● **Job**
Copy all of the records below line by line, changing nothing.

Start of Information shown

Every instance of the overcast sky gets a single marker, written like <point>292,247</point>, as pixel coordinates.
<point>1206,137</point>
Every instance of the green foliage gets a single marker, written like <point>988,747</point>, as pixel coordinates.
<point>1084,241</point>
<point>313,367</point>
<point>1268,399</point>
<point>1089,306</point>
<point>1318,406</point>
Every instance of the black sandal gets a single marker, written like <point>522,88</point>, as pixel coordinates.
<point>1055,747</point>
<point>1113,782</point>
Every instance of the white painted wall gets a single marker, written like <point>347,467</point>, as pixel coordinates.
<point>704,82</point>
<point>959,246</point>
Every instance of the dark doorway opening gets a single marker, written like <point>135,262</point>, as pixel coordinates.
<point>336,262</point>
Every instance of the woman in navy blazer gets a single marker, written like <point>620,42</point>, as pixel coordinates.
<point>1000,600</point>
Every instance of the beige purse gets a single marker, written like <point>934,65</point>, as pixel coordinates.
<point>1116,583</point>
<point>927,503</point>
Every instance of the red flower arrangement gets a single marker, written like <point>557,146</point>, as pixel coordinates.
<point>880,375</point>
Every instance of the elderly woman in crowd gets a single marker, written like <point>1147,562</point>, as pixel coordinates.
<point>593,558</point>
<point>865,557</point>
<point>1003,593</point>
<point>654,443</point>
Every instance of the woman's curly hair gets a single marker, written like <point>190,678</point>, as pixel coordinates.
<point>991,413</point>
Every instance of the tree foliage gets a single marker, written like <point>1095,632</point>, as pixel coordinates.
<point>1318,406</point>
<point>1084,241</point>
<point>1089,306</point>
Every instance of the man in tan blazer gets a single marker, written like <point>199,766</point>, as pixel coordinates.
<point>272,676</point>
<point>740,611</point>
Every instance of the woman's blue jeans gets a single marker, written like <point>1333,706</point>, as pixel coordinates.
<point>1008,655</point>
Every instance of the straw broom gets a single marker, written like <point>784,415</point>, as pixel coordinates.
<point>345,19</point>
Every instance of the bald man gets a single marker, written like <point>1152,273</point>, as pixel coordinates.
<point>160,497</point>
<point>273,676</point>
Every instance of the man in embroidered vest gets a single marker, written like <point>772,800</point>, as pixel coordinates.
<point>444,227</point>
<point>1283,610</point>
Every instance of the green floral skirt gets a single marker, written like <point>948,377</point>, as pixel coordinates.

End of Information shown

● **Correct answer**
Every instance of the overcast sky gets a single marker, written like <point>292,247</point>, as pixel coordinates.
<point>1206,137</point>
Every instance of the green foliage gets a single marker, written like <point>988,747</point>, as pixel coordinates.
<point>1084,241</point>
<point>313,367</point>
<point>1268,399</point>
<point>1089,306</point>
<point>1318,406</point>
Every instance of the black sandal gets a single marker, written like <point>522,88</point>, as pixel coordinates.
<point>1055,747</point>
<point>1113,782</point>
Every instance of the white painted wall gets a single marker, written like <point>347,467</point>, as pixel coordinates.
<point>704,82</point>
<point>959,246</point>
Every instance of the dark doorway opening gets a single marker, written like <point>135,262</point>, as pixel coordinates.
<point>336,262</point>
Every instance of the woman in navy blazer gets a single marker, written like <point>620,42</point>, as pixel coordinates.
<point>1000,600</point>
Every instance of the beige purse gets a single marker, written like <point>934,65</point>, as pixel coordinates.
<point>1116,583</point>
<point>927,503</point>
Every instance of the red flower arrangement gets a single marker, written like <point>557,146</point>, as pixel coordinates.
<point>880,375</point>
Every instance of the elderly woman in crowd gets a single marker, written like <point>1147,562</point>, as pixel coordinates.
<point>593,558</point>
<point>865,557</point>
<point>1003,593</point>
<point>654,443</point>
Every instance of the woman's curly hair gets a single marker, written like <point>190,678</point>, as pixel coordinates.
<point>991,413</point>
Every instance of the tree foliage gets a single marker, written like <point>1095,632</point>, as pixel coordinates.
<point>1318,406</point>
<point>1084,241</point>
<point>1089,306</point>
Every instance of the man in tan blazer gets a single marker, written like <point>199,766</point>, as pixel coordinates.
<point>272,676</point>
<point>740,611</point>
Every instance of the woman's blue jeans gets a single marker, written like <point>1333,706</point>, as pixel coordinates.
<point>1008,655</point>
Every instance of the straw broom gets a single marker, written like <point>784,415</point>, as pixel coordinates.
<point>345,19</point>
Every instance of the bald man gets a single marker, written like <point>1152,273</point>, as pixel coordinates.
<point>160,497</point>
<point>273,676</point>
Every instance of the man in embroidered vest gets a single marker, written like <point>772,800</point>, as pixel coordinates.
<point>444,227</point>
<point>1283,610</point>
Every instance of the green floral skirt gets a single marker, written like <point>948,377</point>, as pixel coordinates.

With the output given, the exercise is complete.